> Problem
In the records below, find the line that contains "locate the bell", then write out that line and each one after it exactly, up to and including the last.
═════ Data to process
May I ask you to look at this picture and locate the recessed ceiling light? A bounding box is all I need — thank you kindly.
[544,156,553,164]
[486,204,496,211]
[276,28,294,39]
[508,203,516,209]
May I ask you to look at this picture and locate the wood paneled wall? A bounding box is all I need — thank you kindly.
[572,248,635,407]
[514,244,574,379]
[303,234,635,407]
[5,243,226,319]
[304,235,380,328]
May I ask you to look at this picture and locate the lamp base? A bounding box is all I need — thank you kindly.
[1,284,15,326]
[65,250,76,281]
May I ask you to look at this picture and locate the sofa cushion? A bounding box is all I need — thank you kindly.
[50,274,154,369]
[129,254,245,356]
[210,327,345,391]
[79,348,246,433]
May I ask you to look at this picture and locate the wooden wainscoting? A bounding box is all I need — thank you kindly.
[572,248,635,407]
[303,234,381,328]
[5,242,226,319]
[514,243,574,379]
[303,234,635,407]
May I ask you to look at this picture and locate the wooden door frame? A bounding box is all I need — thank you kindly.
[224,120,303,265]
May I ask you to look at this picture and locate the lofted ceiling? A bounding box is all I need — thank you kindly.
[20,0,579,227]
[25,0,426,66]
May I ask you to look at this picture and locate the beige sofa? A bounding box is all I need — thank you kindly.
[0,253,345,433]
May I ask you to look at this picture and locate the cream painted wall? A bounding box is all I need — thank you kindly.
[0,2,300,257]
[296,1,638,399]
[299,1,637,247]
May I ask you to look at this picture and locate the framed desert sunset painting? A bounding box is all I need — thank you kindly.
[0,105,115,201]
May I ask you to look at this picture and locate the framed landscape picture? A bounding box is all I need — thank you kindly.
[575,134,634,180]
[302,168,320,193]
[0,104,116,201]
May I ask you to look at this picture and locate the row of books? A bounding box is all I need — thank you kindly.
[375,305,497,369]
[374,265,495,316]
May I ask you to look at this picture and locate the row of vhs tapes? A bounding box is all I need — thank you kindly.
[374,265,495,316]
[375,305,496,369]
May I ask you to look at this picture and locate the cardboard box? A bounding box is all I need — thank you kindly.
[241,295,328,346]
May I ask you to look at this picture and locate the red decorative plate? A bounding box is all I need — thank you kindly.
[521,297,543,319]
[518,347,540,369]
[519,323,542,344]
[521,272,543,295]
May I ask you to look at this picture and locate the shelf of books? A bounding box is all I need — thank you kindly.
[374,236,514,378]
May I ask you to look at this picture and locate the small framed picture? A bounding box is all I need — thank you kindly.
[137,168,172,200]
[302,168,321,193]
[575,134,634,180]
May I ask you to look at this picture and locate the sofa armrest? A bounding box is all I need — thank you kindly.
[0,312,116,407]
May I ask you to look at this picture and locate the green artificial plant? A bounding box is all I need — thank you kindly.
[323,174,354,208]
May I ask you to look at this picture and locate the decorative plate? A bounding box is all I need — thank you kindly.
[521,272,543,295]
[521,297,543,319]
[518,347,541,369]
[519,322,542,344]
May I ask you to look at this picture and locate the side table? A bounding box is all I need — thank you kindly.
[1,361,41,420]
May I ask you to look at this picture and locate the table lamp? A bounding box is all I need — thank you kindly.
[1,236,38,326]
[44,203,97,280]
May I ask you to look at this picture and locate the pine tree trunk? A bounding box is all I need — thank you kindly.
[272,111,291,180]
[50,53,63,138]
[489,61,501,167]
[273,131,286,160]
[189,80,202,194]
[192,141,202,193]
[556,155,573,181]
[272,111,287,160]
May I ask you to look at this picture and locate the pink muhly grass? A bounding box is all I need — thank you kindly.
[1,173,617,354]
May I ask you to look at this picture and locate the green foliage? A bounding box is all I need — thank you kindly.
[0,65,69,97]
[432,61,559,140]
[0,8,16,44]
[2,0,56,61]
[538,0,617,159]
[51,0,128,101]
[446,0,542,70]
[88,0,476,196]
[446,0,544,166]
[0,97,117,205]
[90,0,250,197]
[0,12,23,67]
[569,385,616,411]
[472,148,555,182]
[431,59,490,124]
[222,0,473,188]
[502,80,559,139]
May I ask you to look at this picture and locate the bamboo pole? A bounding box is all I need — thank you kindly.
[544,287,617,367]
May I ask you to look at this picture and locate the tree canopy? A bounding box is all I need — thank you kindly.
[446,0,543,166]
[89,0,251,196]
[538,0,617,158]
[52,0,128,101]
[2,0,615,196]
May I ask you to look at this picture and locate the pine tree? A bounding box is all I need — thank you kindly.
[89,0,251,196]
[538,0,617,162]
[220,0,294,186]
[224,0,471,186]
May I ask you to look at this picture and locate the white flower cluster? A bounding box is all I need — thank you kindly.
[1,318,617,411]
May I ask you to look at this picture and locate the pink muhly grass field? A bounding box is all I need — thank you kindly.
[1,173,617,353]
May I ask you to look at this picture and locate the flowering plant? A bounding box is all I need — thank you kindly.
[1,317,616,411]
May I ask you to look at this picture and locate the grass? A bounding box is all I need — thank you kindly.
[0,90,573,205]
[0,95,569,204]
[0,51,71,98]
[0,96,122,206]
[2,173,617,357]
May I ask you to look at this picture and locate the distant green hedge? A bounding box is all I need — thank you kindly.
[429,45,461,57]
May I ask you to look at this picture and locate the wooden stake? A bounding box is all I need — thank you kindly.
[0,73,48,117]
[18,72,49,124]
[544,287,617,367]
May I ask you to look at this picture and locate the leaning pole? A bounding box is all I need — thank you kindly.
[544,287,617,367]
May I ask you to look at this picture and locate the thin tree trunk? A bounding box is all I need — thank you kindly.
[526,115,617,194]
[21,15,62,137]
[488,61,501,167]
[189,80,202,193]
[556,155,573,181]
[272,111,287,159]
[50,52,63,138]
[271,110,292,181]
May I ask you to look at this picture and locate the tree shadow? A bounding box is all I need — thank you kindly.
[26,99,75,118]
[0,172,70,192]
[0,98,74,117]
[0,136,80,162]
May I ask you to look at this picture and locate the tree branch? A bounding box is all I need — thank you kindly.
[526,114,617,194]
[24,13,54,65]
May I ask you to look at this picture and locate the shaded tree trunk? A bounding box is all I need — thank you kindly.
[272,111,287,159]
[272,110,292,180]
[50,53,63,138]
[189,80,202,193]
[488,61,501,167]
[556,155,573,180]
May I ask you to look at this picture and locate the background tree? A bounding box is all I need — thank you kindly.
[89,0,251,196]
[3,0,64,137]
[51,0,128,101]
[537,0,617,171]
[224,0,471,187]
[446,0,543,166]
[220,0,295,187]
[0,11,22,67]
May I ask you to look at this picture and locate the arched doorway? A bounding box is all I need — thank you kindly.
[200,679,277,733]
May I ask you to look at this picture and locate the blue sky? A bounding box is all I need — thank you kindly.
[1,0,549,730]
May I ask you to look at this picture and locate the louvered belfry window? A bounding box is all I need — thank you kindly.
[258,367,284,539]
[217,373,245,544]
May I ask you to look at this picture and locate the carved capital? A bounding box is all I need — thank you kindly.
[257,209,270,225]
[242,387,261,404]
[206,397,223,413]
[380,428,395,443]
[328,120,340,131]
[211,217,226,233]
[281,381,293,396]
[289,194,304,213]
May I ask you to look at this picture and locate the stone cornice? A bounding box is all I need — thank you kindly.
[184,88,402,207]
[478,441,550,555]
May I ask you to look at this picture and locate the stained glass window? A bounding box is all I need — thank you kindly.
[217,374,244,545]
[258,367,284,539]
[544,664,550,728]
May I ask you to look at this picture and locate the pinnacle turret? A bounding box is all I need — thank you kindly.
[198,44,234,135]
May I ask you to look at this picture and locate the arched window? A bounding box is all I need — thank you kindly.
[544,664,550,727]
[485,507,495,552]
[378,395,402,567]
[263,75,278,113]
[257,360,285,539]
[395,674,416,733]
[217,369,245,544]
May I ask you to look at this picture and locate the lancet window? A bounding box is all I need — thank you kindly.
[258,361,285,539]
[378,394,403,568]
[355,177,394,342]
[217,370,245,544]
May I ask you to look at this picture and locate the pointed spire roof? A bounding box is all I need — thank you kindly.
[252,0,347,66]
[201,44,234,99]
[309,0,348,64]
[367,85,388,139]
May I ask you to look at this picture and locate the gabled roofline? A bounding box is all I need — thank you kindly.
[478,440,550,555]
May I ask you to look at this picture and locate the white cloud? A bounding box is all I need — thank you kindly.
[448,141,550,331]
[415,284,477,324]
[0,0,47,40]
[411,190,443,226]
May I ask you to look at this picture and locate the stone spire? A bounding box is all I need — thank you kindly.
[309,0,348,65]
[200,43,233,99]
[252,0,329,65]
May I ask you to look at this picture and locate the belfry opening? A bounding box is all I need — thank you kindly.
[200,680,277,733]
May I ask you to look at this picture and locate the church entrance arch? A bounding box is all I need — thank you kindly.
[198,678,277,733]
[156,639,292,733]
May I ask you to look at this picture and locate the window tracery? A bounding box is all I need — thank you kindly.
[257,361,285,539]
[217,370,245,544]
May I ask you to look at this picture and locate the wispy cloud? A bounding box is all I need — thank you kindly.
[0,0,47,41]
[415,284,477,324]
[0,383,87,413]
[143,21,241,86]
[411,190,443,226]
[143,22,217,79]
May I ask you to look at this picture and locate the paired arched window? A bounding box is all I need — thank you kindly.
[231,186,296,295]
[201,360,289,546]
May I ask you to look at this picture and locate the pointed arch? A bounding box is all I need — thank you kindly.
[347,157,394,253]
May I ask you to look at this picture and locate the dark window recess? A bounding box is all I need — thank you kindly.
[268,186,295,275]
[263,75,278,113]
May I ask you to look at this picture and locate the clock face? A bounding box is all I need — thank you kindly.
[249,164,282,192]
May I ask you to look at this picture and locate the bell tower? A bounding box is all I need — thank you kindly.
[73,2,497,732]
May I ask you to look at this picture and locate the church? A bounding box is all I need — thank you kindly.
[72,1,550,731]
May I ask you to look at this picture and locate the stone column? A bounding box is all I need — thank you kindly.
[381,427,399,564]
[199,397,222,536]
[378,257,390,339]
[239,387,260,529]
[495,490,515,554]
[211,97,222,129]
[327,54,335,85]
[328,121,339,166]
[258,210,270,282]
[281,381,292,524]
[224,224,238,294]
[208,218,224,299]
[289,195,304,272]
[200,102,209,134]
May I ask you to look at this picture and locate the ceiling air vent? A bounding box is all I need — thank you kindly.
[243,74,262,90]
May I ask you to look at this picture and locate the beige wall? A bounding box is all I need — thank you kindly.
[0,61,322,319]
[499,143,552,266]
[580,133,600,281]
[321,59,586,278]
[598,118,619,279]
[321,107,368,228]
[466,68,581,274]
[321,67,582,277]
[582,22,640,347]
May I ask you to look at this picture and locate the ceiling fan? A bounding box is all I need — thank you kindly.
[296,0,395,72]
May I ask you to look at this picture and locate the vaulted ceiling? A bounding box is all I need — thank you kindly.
══════════
> Reply
May I ask you to look at this picture and locate the bell tower? A bounding box is all I need — thank you kindly.
[73,2,497,732]
May I ask you to look at this picture and locate the church? A bounding box is all I need — thank you kindly.
[72,1,550,731]
May I ask you to look at this picture and locate the stone column? A bounding box is all I need — thank you kindly.
[381,427,399,564]
[199,397,222,536]
[378,257,390,339]
[239,387,260,529]
[495,490,515,554]
[211,97,222,129]
[327,54,335,85]
[328,121,339,166]
[258,210,270,282]
[281,381,292,524]
[224,224,238,294]
[208,218,224,299]
[289,195,304,272]
[200,102,209,134]
May I ask you to look at this picture and locate the ceiling air vent? A bounding box is all I need — thank you kindly.
[243,74,262,90]
May I ask you to look at this picture and locate the beige wall? A bounding box is all I need — thank you kindly.
[0,61,322,319]
[499,143,552,266]
[580,133,600,281]
[321,59,586,278]
[598,118,619,279]
[321,107,368,228]
[466,68,581,274]
[321,67,582,277]
[582,22,640,347]
May I ask you to look at this picture and locate the ceiling fan? A bounding box is all I need — thank you kindly.
[296,0,395,72]
May I ask you to look at this picture and locate the vaulted ceiling? A bounding box is all I need — thank you kindly.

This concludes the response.